## Written task 1
In the forum post, how old does the writer say they are?
## Written task 2
Repeat everything in the forum post from "## spirit1215 (Mar" down to "not help again.".
## Written task 3
According to the forum post, why won't "the BO's" help the lady again?

# Fellow Boarder Issues



## spirit1215 (Mar 11, 2014)

I think I'll do more venting here than searching for advice lol. Well, I have an issue at the place I board at with another boarder. My barn has never been a drama barn, any issues have been handled quickly and fairly since it's mostly adults save for me(16). This however has taken things to a whole other level.
A lady there is having her life flipped upside down. And the people would love to help if the lady hadn't been rude for the past couple years to them. It's been a build up of problems over the years...she wouldn't come up to work(she works off her board) she would show up drunk, she brought shady people with her, she was insensitive when the BO's mother passed away. She's scammed the BO's out of thousands of dollars when they tried to help other times, so they learned their lesson to not help again. 
Back to her life flipping over, she asked the BO's for money. They naturally said no. The lady freaked out, swearing the BO out, making her cry and trying to turn boarders agaisnt them. The BO snapped and said she needed to leave NOW. The lady tried to convince the other boarders to leave after that. Now, none of us want to leave as we love it there, and we don't mind if the girl leaves since she has caused issues with all of us.

## Raw data
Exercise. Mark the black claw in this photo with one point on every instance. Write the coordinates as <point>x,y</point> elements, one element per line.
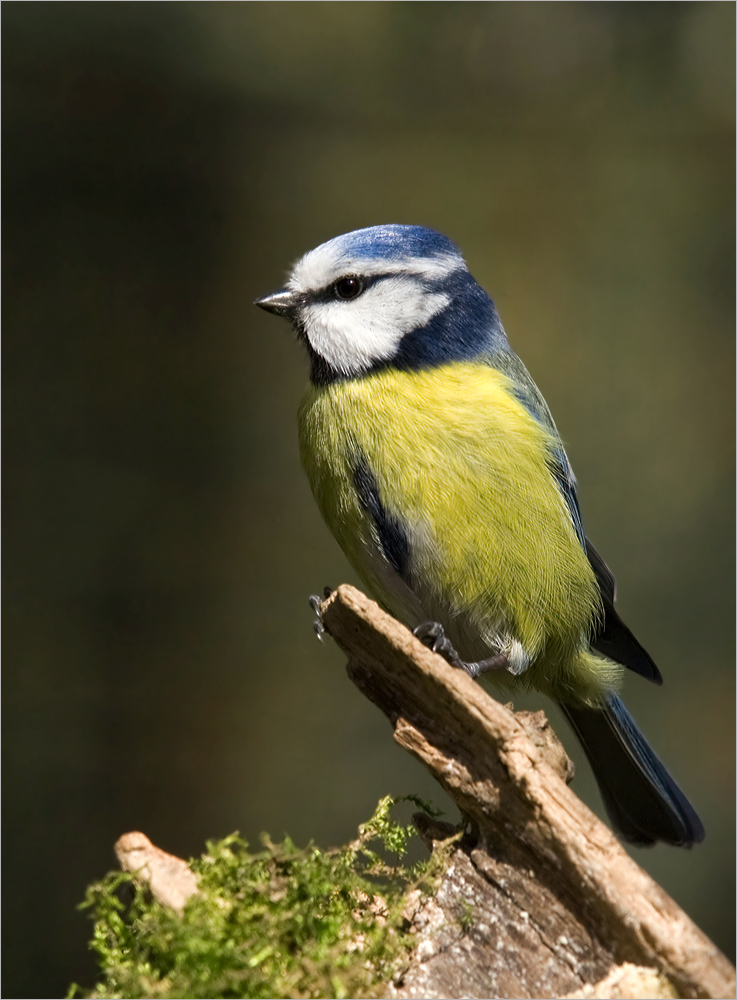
<point>316,605</point>
<point>432,635</point>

## Final answer 1
The writer is 16.

## Final answer 2
## spirit1215 (Mar 11, 2014)

I think I'll do more venting here than searching for advice lol. Well, I have an issue at the place I board at with another boarder. My barn has never been a drama barn, any issues have been handled quickly and fairly since it's mostly adults save for me(16). This however has taken things to a whole other level.
A lady there is having her life flipped upside down. And the people would love to help if the lady hadn't been rude for the past couple years to them. It's been a build up of problems over the years...she wouldn't come up to work(she works off her board) she would show up drunk, she brought shady people with her, she was insensitive when the BO's mother passed away. She's scammed the BO's out of thousands of dollars when they tried to help other times, so they learned their lesson to not help again.

## Final answer 3
She scammed them out of thousands of dollars on other occasions when they tried to help her. They learned their lesson and decided not to help her again.